(SET TASK)
Turn the records into a JSON list of strings, one string per line with blank lines omitted, starting at the line containing "[locate] human arm (one point each)" and ending at the end of the records.
▬▬▬▬▬▬
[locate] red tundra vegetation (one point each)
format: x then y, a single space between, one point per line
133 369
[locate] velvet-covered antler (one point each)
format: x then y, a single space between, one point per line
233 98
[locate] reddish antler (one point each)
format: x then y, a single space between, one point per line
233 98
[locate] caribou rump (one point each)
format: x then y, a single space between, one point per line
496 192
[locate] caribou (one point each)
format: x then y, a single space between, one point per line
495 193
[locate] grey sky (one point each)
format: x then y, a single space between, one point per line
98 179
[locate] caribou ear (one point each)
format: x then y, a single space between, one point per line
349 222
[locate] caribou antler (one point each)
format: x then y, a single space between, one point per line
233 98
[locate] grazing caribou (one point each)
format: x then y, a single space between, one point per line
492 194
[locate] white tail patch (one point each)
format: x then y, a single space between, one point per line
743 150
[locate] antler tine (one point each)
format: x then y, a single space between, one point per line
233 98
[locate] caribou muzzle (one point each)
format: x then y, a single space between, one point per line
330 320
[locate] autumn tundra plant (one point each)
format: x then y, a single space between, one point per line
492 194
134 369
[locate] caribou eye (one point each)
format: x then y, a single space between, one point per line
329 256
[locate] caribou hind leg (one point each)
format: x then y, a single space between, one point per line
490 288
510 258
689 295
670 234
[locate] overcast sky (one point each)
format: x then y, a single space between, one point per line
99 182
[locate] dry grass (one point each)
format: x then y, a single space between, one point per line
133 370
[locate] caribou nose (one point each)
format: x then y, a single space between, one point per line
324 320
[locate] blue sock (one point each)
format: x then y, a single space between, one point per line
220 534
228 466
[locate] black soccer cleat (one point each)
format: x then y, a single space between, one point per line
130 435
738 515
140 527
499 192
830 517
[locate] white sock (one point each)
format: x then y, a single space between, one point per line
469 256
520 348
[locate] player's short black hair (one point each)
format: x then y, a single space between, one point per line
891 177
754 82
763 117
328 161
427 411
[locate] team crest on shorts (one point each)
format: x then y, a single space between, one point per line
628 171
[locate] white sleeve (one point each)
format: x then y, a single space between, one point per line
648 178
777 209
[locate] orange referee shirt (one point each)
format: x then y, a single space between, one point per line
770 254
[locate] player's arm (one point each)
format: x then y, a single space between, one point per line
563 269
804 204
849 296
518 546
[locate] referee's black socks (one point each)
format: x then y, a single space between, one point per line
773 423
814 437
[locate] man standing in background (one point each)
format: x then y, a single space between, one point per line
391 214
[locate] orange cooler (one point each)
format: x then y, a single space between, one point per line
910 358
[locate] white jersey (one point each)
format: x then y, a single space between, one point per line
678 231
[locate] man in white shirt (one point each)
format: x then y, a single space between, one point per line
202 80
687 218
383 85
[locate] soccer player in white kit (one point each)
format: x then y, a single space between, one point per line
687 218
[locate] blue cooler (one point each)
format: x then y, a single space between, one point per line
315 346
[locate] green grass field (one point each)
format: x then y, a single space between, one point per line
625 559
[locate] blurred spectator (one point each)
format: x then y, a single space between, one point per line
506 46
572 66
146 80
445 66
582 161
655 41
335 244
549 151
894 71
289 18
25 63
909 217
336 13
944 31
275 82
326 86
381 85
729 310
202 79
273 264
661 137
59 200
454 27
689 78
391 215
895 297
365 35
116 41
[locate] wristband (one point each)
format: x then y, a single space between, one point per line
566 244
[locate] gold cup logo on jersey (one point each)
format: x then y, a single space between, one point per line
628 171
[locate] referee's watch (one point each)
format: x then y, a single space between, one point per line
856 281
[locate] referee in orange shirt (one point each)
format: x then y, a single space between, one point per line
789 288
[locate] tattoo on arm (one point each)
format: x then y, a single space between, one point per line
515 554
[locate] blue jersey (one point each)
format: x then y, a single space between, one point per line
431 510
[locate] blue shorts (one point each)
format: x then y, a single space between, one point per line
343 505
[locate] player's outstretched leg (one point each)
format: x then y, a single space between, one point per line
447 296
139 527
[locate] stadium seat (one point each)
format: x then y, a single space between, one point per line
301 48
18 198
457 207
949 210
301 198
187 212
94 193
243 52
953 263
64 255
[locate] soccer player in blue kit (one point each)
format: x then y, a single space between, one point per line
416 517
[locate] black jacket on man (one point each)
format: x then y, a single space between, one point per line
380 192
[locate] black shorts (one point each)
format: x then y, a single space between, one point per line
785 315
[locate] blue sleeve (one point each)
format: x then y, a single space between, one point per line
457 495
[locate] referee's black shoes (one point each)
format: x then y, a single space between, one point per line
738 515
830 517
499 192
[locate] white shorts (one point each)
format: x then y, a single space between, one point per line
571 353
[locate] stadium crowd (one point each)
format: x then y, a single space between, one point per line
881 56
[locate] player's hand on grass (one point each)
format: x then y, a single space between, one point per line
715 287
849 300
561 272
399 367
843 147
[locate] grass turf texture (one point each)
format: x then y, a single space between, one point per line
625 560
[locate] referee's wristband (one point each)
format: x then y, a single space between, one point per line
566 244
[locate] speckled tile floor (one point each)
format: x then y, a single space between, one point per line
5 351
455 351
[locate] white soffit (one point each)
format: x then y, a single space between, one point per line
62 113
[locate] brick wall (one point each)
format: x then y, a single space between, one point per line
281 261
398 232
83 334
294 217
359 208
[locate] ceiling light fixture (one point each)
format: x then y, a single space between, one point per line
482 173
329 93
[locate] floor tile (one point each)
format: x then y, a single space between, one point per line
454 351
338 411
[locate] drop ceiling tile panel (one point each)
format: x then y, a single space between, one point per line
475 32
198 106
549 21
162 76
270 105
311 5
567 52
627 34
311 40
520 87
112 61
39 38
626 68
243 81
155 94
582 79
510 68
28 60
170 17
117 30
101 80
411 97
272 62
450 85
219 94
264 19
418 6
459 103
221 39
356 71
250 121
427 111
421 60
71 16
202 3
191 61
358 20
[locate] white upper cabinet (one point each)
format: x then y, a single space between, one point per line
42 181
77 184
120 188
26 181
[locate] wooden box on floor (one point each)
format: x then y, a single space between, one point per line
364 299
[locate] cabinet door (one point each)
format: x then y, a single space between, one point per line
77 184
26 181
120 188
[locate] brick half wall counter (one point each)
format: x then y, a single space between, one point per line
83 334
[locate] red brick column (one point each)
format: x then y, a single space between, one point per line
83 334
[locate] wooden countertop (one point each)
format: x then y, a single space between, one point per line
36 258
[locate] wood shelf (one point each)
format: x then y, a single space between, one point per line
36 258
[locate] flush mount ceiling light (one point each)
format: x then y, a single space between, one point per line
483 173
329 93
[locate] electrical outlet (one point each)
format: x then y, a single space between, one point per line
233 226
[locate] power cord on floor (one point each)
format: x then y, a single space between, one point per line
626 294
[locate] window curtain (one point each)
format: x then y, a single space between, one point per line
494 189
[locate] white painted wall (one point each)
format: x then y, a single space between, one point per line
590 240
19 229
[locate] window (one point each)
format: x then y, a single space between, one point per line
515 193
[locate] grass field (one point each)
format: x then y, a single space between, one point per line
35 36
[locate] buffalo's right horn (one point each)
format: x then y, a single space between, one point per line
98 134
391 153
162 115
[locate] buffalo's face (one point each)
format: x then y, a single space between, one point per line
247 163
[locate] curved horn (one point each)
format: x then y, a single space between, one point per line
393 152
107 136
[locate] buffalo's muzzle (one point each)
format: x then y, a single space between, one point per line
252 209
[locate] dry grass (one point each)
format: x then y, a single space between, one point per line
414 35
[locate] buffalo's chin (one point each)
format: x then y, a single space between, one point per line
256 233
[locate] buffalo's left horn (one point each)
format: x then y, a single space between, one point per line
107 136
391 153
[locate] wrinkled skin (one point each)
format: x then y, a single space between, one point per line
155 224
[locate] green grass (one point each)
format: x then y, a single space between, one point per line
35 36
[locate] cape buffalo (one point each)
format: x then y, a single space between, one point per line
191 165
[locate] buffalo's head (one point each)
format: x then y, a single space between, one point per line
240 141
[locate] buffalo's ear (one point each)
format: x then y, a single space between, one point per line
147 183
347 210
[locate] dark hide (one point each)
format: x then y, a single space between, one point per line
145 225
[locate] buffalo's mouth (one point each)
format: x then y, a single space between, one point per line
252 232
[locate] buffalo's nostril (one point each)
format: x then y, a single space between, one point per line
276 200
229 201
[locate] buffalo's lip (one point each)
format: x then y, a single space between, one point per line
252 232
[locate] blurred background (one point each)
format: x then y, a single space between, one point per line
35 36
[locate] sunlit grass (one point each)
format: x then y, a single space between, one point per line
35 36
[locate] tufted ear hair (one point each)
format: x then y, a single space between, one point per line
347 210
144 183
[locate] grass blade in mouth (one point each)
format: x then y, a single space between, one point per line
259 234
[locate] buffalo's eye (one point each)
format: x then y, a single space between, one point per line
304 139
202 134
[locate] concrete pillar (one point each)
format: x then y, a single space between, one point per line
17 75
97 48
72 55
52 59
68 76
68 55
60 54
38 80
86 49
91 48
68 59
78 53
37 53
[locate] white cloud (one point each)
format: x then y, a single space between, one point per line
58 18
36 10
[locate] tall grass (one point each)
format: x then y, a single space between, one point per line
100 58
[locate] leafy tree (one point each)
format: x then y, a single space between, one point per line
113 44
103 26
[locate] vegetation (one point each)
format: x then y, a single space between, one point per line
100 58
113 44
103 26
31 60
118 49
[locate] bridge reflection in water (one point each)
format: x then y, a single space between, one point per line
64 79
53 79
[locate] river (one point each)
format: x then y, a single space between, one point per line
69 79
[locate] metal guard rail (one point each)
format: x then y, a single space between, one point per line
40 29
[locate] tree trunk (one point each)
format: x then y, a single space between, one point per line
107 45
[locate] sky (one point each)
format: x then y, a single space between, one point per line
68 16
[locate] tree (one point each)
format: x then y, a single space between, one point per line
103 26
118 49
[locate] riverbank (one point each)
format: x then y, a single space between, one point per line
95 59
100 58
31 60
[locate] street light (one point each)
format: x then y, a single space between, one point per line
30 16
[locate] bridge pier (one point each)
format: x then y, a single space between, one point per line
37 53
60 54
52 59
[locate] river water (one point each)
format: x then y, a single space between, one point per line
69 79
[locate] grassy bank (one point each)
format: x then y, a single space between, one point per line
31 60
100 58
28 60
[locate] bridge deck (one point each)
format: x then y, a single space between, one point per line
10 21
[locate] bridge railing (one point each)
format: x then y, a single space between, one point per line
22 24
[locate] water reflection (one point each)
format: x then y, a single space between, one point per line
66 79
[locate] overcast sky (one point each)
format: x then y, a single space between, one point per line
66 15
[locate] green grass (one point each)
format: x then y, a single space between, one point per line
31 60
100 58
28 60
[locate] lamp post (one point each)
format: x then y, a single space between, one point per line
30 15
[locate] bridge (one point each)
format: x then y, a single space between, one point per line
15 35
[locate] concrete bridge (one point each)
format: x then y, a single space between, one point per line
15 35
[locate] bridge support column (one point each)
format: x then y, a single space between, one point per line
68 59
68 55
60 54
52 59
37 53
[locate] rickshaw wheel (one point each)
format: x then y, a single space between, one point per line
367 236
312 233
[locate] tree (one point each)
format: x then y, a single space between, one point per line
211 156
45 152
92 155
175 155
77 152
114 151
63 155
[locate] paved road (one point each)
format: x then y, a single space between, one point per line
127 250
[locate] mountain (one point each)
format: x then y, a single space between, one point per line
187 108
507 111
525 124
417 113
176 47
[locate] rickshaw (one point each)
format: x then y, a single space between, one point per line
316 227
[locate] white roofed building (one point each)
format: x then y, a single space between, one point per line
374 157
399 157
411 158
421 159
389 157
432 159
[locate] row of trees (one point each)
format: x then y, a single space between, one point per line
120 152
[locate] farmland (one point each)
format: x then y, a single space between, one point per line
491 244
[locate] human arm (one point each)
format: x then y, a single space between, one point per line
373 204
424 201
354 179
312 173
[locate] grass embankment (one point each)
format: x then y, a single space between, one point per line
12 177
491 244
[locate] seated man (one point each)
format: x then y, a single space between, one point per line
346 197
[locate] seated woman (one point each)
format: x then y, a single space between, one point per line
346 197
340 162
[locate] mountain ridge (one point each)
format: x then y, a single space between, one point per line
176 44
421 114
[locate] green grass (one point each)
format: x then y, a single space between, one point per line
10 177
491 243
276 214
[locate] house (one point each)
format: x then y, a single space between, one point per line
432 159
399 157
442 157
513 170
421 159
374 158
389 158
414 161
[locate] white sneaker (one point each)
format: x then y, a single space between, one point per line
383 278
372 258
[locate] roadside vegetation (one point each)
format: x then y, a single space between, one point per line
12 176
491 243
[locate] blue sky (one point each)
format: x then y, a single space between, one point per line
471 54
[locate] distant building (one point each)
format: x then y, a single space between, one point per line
▬▬▬▬▬▬
(WRITTEN ANSWER)
[
  "[locate] human arm (one point each)",
  "format: x then y, a single space between, one point per line",
  "373 204",
  "424 201",
  "354 179",
  "312 173",
  "[locate] grass embankment (one point each)",
  "format: x then y, a single space between, one point per line",
  "12 177",
  "491 244",
  "[locate] seated man (one point each)",
  "format: x then y, a single space between, one point per line",
  "346 197",
  "[locate] seated woman (one point each)",
  "format: x then y, a single space between, one point per line",
  "346 197",
  "340 162",
  "[locate] mountain ridge (one point each)",
  "format: x then y, a single space between, one point per line",
  "176 44",
  "421 114",
  "[locate] green grass (one point each)",
  "format: x then y, a single space between, one point per line",
  "10 177",
  "491 243",
  "276 214",
  "[locate] house (one point each)",
  "format: x then y, a single space between, one point per line",
  "432 159",
  "399 157",
  "442 157",
  "513 170",
  "421 159",
  "374 158",
  "389 158",
  "414 161",
  "[locate] white sneaker (one point each)",
  "format: x then y, a single space between, one point per line",
  "383 278",
  "372 258",
  "[locate] roadside vegetation (one point each)",
  "format: x then y, a single space between, one point per line",
  "12 176",
  "491 243",
  "[locate] blue sky (one point each)",
  "format: x then y, a single space between, one point per line",
  "471 54",
  "[locate] distant building (one point each)",
  "format: x then y, a single space between, one point per line"
]